Copy all lines of the listing that include the string "below".
○ ○ ○ ○
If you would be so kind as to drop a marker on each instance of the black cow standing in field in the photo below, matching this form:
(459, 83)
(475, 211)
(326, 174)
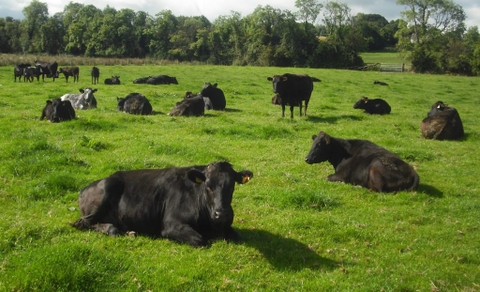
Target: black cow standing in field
(374, 106)
(18, 71)
(162, 79)
(191, 106)
(134, 103)
(57, 111)
(442, 123)
(185, 204)
(115, 80)
(30, 73)
(95, 73)
(47, 69)
(141, 80)
(83, 100)
(292, 90)
(363, 163)
(70, 71)
(215, 94)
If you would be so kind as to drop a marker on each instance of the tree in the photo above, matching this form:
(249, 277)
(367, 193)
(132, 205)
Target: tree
(308, 10)
(36, 15)
(430, 27)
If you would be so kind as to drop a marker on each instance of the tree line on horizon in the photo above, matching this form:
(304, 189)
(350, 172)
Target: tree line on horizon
(436, 42)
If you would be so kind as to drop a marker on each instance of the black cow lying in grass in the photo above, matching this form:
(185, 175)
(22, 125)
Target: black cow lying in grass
(375, 106)
(185, 204)
(442, 123)
(58, 110)
(134, 103)
(115, 80)
(363, 163)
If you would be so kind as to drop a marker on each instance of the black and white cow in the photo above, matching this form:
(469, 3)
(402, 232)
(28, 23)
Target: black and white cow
(292, 90)
(442, 123)
(47, 69)
(134, 103)
(185, 204)
(363, 163)
(70, 71)
(18, 71)
(376, 106)
(83, 100)
(95, 73)
(58, 110)
(215, 94)
(115, 80)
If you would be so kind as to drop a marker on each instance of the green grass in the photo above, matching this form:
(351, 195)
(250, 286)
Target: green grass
(301, 232)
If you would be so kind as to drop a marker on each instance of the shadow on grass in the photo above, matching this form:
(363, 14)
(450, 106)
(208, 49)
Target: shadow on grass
(430, 190)
(332, 120)
(285, 253)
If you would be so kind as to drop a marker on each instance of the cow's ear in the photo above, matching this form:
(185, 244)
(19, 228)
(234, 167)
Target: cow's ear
(196, 176)
(244, 176)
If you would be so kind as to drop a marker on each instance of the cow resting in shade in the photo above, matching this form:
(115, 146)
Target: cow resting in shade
(374, 106)
(185, 204)
(58, 110)
(363, 163)
(292, 90)
(215, 94)
(442, 123)
(134, 103)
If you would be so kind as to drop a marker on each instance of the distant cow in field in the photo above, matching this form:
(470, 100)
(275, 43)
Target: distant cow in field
(375, 106)
(18, 71)
(442, 123)
(215, 94)
(141, 80)
(380, 83)
(58, 110)
(186, 204)
(292, 90)
(206, 100)
(115, 80)
(95, 73)
(134, 103)
(83, 100)
(30, 73)
(70, 71)
(363, 163)
(162, 79)
(47, 69)
(192, 106)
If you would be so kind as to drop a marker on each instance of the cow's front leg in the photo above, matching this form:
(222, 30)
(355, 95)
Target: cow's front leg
(183, 233)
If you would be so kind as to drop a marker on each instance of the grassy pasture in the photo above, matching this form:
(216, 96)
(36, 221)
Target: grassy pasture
(301, 233)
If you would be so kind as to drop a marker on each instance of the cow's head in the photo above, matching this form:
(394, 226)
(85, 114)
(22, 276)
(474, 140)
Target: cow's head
(321, 149)
(62, 110)
(218, 180)
(277, 81)
(361, 103)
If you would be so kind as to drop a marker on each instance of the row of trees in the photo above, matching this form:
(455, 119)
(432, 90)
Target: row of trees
(431, 33)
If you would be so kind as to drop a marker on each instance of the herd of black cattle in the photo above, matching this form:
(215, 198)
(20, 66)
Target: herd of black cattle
(193, 204)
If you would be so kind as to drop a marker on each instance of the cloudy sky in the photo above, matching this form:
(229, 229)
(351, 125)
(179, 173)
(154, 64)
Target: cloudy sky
(214, 8)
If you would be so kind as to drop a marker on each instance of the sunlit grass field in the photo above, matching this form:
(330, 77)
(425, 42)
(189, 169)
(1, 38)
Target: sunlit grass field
(300, 232)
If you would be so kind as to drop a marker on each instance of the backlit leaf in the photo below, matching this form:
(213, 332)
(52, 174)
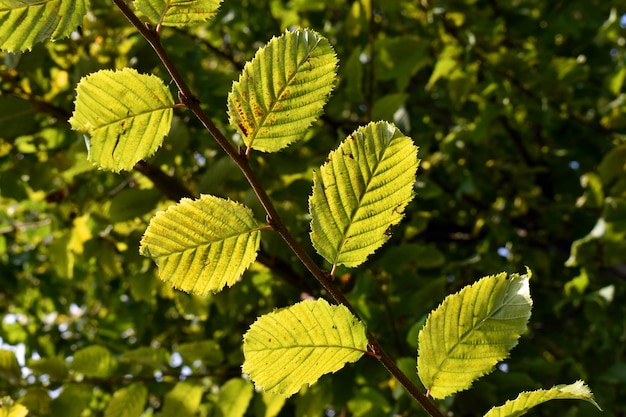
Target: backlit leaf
(471, 331)
(125, 116)
(183, 400)
(94, 361)
(360, 192)
(282, 90)
(296, 345)
(527, 400)
(202, 245)
(178, 12)
(127, 402)
(9, 367)
(26, 22)
(234, 397)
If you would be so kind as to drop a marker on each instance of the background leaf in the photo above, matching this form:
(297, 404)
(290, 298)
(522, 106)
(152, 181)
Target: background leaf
(183, 400)
(527, 400)
(202, 245)
(282, 90)
(127, 402)
(125, 114)
(23, 24)
(94, 361)
(297, 345)
(471, 331)
(360, 192)
(178, 12)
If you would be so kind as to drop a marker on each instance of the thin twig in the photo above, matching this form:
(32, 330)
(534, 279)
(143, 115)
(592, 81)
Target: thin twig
(273, 217)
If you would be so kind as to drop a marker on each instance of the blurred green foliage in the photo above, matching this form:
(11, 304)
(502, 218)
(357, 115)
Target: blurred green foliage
(519, 112)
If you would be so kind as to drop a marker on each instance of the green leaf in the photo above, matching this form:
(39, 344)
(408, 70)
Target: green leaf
(178, 13)
(125, 116)
(527, 400)
(207, 351)
(183, 400)
(9, 367)
(282, 90)
(202, 245)
(55, 367)
(234, 398)
(8, 408)
(471, 331)
(360, 192)
(296, 345)
(94, 361)
(127, 402)
(26, 22)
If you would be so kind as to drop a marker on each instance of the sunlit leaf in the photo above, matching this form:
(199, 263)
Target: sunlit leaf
(360, 192)
(9, 409)
(178, 12)
(282, 90)
(127, 402)
(296, 345)
(94, 361)
(202, 245)
(125, 116)
(471, 331)
(23, 23)
(527, 400)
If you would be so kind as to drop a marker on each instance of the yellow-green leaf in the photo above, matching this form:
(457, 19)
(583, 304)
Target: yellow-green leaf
(23, 23)
(125, 116)
(527, 400)
(282, 90)
(178, 12)
(94, 361)
(296, 345)
(183, 400)
(202, 245)
(471, 331)
(127, 402)
(360, 192)
(8, 408)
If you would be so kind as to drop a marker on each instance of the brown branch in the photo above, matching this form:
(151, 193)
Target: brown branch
(273, 217)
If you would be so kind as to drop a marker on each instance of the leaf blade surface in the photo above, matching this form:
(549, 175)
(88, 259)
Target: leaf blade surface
(471, 331)
(360, 192)
(25, 23)
(527, 400)
(202, 245)
(296, 345)
(282, 90)
(178, 13)
(125, 114)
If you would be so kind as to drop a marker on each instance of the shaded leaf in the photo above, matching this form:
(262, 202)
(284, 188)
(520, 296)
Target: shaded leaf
(125, 116)
(127, 402)
(24, 23)
(471, 331)
(9, 367)
(94, 361)
(234, 398)
(178, 13)
(296, 345)
(202, 245)
(282, 90)
(360, 192)
(55, 367)
(207, 351)
(183, 400)
(527, 400)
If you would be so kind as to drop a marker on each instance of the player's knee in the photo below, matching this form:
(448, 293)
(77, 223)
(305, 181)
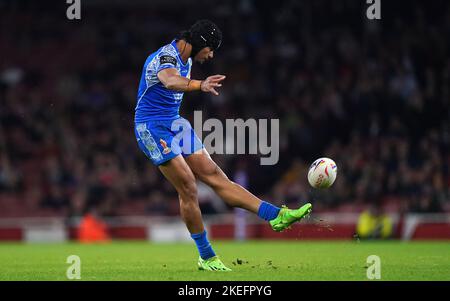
○ ○ ○ ○
◆ Reply to the task:
If you would be so kind as to drop a marker on each instance of the black cow standing in field in the photo below, matching this form:
If you would be so kind as to drop a marker on each instance of the backlit leaf in the photo below, matching this form:
If you would be so kind as to drop a marker on each instance of the player's knee in the photo below, matching this form:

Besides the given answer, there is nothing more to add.